By most manufacturers' standards, high-quality steam is 99.5-percent dry saturated steam. For a boiler to provide an appropriate amount of such steam safely, efficiently, and at the correct pressure, the amount of water inside of the boiler must be carefully controlled.

This article will discuss problems associated with high- and low-water-level conditions, the effects of steam pressure and load on water level, components of an effective water-level-control system, the importance of maintaining a mass/heat balance, boiler-level-control strategies, and types of level-measurement sensors.

Repercussions of Poor Control

High-water-level conditions. When a boiler operates with an excessive amount of water, carryover and priming are likely to occur.

As water rises above the horizontal center line of a boiler drum, the water-surface, or steam-release, area decreases. When water-surface area is not sufficient enough for steam to be released at a controlled velocity, carryover of water droplets through the steam header occurs. Other causes of carryover include poor control of boiler-water total dissolved solids (TDS) and contamination of boiler feedwater. Water that is carried over contains dissolved and suspended solids, which
can contaminate controls, heat-transfer surfaces, steam traps, and steam itself.

Priming takes place when a large, rapidly applied load results in a sudden reduction in steam pressure, which, in turn, causes boiler water to be pulled into piping.

Low-water-level conditions. When a boiler operates with an insufficient amount of water, severe damage and, in extremely rare cases, explosions can occur. With low water, tubes are uncovered and no longer cooled by boiler water. The temperature of the metal increases rapidly, the metal's strength is reduced, and collapse or rupture occurs.

Effects of Pressure and Load

Departing from a boiler's design operating pressure raises the potential for water-level problems, risking damage to both the distribution system and boiler.

When steam pressure is lowered, water level rises as steam bubbles expand, or swell. Conversely, when steam pressure is raised, water level falls as steam bubbles compress, or shrink.

Under swell conditions, water level rises with increasing load because more steam resides below the water. As water rises above the horizontal center line of a boiler shell, the water-surface area decreases. Boiler designers allow for a water level higher than the normal working level (NWL), providing sufficient area for the release of steam at a velocity low enough to avoid carryover. This ensures that the steam off-take does not exceed a specific height above the NWL.

As subcooled feedwater enters a boiler drum, it cools the drum water to below the operating-pressure boiling point. This acts to condense the steam bubbles in the drum water and collapse the steam blanket. Thus, a drum should be large enough to absorb subcooled water without being overly affected by it.

Necessary Hookups

Separator. Even the best-controlled steam-generating system can produce carryover under certain load conditions. Therefore, a separator installed close to a boiler is recommended. By means of inertia, a separator removes the denser water particles from steam for elimination by a float-and-thermostatic steam trap.

### Data for analysis
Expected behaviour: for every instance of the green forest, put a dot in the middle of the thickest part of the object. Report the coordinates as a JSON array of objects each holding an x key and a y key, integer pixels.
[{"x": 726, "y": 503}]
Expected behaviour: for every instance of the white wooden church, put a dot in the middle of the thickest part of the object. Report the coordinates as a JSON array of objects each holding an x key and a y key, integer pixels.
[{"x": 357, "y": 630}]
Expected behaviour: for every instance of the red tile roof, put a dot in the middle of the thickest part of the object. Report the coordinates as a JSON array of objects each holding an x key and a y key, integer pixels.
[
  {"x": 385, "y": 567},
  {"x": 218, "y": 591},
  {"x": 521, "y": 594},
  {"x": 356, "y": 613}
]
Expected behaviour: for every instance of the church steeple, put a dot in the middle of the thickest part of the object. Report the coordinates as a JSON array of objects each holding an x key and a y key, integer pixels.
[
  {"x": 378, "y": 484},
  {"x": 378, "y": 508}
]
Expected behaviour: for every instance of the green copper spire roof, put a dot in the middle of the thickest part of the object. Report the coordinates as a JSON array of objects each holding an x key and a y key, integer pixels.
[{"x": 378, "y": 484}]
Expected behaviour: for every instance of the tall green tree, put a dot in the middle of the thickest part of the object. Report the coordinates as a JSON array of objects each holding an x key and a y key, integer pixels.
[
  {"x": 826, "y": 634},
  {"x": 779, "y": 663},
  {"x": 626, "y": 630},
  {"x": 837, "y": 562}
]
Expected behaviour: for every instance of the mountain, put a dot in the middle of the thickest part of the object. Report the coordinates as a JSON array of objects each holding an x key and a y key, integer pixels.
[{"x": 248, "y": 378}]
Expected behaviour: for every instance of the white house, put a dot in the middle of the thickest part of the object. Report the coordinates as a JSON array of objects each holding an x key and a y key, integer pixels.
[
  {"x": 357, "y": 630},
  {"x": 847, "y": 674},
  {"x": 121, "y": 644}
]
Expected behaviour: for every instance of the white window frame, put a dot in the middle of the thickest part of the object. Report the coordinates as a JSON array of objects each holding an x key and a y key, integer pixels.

### Work order 1
Answer these questions using the boiler water-level article:
(a) By most manufacturers' standards, what percentage of dry saturated steam counts as high-quality steam?
(b) What happens to the water level when steam pressure is raised?
(c) What eliminates the water particles that a separator removes from steam?
### Work order 2
Can you quote the passage of the boiler water-level article that opens with the words containing "Departing from a" and closes with "above the NWL."?

### Expected answer 1
(a) 99.5 percent.
(b) It falls as steam bubbles compress, or shrink.
(c) A float-and-thermostatic steam trap.

### Expected answer 2
Departing from a boiler's design operating pressure raises the potential for water-level problems, risking damage to both the distribution system and boiler.

When steam pressure is lowered, water level rises as steam bubbles expand, or swell. Conversely, when steam pressure is raised, water level falls as steam bubbles compress, or shrink.

Under swell conditions, water level rises with increasing load because more steam resides below the water. As water rises above the horizontal center line of a boiler shell, the water-surface area decreases. Boiler designers allow for a water level higher than the normal working level (NWL), providing sufficient area for the release of steam at a velocity low enough to avoid carryover. This ensures that the steam off-take does not exceed a specific height above the NWL.